I.A. Nessuno sa come funziona la scatola nera (II di VI) | IASSP (2024)

Molti degli errori e dei ritardi nel progresso della conoscenza, più che a carenze di verità scientifiche e di dimostrazione documentabili, sono legati alla diffusa credenza in vari tipi di metanarrazione, (politiche, religiose, sociali). Tutte con un più o meno elevato grado di utopia.

Secondo Jean François Lyotard, la liberazione (e il progresso) dell’umanità è un mito che si autolegittima, una grande narrazione, o una metanarrazione, sostenuta e rafforzata da quando l’Illuminismo è riuscito a trasformare la filosofia in militanza politica. Lyotard fin dagli anni 70 del secolo scorso ha definito la condizione postmoderna come “scetticismo nei confronti di ogni tipo di metanarrazione”.

⁂

ESERCIZI PROPOSTI —
• A. Riformuli in forma di elenco il paragrafo dell'estratto che comincia con «Secondo Jean François Lyotard», mantenendone i fatti principali.
• B. Trascriva alla lettera, dall'estratto, tutto il testo compreso tra «Molti degli errori» e «grado di utopia.».
Le righe non sono necessarie per svolgere gli esercizi.

DATI FORNITI —
⁂

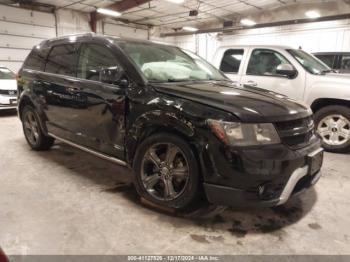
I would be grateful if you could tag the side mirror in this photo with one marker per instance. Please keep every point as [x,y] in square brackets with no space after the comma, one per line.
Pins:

⁂

SOLUZIONI DEGLI ESERCIZI —
• A.
- Per Jean François Lyotard la liberazione e il progresso dell'umanità sono un mito che si autolegittima, ossia una grande narrazione o metanarrazione.
- Questo mito è sostenuto e rafforzato da quando l'Illuminismo è riuscito a trasformare la filosofia in militanza politica.
- Fin dagli anni 70 del secolo scorso Lyotard ha definito la condizione postmoderna come "scetticismo nei confronti di ogni tipo di metanarrazione".

• B.
Molti degli errori e dei ritardi nel progresso della conoscenza, più che a carenze di verità scientifiche e di dimostrazione documentabili, sono legati alla diffusa credenza in vari tipi di metanarrazione, (politiche, religiose, sociali). Tutte con un più o meno elevato grado di utopia.